Search the records for the string "instance", then copy each line that has it.

Collected data:
>>>>>
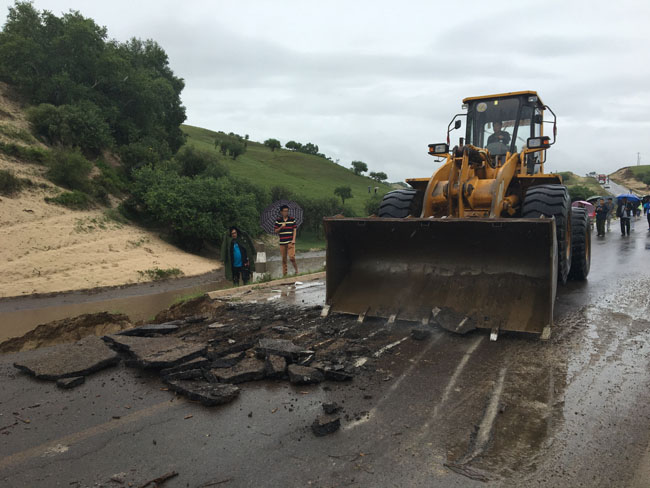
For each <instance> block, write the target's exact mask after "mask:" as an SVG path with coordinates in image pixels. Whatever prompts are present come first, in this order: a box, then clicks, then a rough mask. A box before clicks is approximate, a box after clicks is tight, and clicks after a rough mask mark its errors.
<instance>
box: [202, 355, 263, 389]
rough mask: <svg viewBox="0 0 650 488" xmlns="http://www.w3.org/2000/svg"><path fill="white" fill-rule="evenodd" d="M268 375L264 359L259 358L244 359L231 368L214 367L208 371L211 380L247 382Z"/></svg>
mask: <svg viewBox="0 0 650 488" xmlns="http://www.w3.org/2000/svg"><path fill="white" fill-rule="evenodd" d="M265 375H266V365H265V363H264V361H262V360H260V359H257V358H246V359H242V360H241V361H240V362H239V363H237V364H236V365H234V366H233V367H231V368H213V369H210V370H209V371H208V372H206V379H207V380H208V381H210V382H217V381H218V382H220V383H233V384H236V383H245V382H246V381H256V380H261V379H263V378H264V376H265Z"/></svg>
<<<<<
* Solution
For each <instance> block, write the target's exact mask after "mask:" as an SVG path with coordinates in image pixels. Whatever prompts are present come first, in this order: a box, then clicks, then a rough mask. A box before clicks is approximate, a box after clicks is tight, and clicks after a rough mask mark its errors.
<instance>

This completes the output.